Coordinate annotation entries

★ ★ ★ ★ ★ ★ ★

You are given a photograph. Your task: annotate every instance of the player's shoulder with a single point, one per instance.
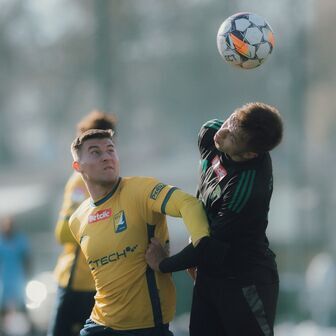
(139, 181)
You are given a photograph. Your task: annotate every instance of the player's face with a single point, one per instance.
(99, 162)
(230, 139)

★ ★ ★ ★ ★ ★ ★

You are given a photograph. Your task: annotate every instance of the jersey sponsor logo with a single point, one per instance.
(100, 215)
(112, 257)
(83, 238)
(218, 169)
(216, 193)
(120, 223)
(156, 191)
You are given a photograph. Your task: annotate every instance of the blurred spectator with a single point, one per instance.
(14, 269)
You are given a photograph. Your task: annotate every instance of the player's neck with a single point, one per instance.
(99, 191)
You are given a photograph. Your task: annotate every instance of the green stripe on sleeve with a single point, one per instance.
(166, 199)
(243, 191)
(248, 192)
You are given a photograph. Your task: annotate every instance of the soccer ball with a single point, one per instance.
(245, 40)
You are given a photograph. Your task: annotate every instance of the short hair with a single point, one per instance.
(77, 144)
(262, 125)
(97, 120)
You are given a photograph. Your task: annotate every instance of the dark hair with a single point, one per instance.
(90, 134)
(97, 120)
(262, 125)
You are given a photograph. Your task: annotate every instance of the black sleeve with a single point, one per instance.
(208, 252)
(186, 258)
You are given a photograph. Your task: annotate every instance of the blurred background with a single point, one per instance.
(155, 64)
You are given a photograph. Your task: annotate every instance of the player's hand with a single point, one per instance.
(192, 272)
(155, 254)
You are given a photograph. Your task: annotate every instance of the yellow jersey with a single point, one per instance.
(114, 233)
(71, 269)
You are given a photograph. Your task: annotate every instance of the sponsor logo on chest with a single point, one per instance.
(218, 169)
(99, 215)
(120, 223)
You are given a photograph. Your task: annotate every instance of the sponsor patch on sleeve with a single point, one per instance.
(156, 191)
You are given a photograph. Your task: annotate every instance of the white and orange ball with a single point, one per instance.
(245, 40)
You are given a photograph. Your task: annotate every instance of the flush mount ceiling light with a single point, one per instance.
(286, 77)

★ ★ ★ ★ ★ ★ ★

• GOAL: Show every line of the listing that contains the string "logo". Case counts.

• ANSWER TO THIS EXERCISE:
You are given a photograph. Your task: annotate every instance of the jersey sponsor logo with a single point, one per instance.
You are given a photograph. Your task: annotate every instance of the sponsor logo on chest with a single point, one per instance.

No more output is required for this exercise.